### [Required work]
Copy the Biomutant review from the words "Biomutant: An RPG" through "blades sounded cool.", replacing "rat-rabbit" with "mouse-hare".

-- Start Text section --

As I ploughed my way through Biomutant and its mass of oddly saccharine content I couldn’t help but equate Experiment 101’s sprawling RPG with a big, colourful piñata. With every firm but light-hearted smack across its papier-mache arse it spewed out more little treats and tidbits and brightly-coloured flashy things, and the more it spewed, the more I hit it, and the more I hit it, the more queasy I became, and yet I found I couldn’t stop ’til I’d beaten it into a shredded pulp and gorged myself on its offerings until the room was spinning.
My point here is that there is a lot of stuff to do in Biomutant. Like, a massive amount, but I hasten to add that I cannot knock the ambition behind Biomutant. Evidently Experiment 101 at some point held a brainstorming session during which someone switched all the waters with high-sugar energy drinks and hid the board rubbers. From the outset you’re populating your map with flashing icons, and you’ll still be finding new stuff after 20 hours.
Biomutant: An RPG filled to bursting point
But if Biomutant is living proof of anything, it’s that there really is such a thing as too much of a muchness. From the moment you open up the character creation screen, it begins hurling silly words and nonsensical terms at you and it rarely stops. Your first task is to create a custom rodent-like hero from a bunch of presets which you can then fine tune with sliders. My little white and blue rat-rabbit only took a few minutes to create, as I was quite happy to sling all my initial points into Vitality and Agility and select the Saboteur class, because dual-wielding makeshift guns and blades sounded cool.
The classes on offer represent the usual RPG fare such as the Commando who does more damage with rifles and the Psi-Freak, who can wield Biomutant’s form of magic like a wizard. Thing is, it doesn’t matter much, because it doesn’t take long to realise that one thing Experiment 101 weren’t interested in was creating a challenge.
Biomutant review: How is the combat
Much noise has been made about Biomutant’s combat being based loosely on the frenetic bloodletting in Devil May Cry, and I can certainly see the similarities there, in the same way I can see the similarities between the driving in Forza and the driving in Crash Team Racing. Because while Biomutant’s combat definitely looks great in trailers, in practice it’s a little less impressive.

-- End Text section --
-- Start Supplied data --

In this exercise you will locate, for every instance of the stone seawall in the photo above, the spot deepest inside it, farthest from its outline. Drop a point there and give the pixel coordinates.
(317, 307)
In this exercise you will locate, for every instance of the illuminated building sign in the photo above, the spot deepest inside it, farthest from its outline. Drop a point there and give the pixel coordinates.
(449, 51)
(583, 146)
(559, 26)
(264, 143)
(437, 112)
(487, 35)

-- End Supplied data --
-- Start Supplied data --

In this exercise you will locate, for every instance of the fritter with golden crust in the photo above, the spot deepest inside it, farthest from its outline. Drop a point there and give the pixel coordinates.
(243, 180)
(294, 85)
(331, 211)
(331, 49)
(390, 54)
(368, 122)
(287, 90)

-- End Supplied data --

### [Response]
Biomutant: An RPG filled to bursting point
But if Biomutant is living proof of anything, it’s that there really is such a thing as too much of a muchness. From the moment you open up the character creation screen, it begins hurling silly words and nonsensical terms at you and it rarely stops. Your first task is to create a custom rodent-like hero from a bunch of presets which you can then fine tune with sliders. My little white and blue mouse-hare only took a few minutes to create, as I was quite happy to sling all my initial points into Vitality and Agility and select the Saboteur class, because dual-wielding makeshift guns and blades sounded cool.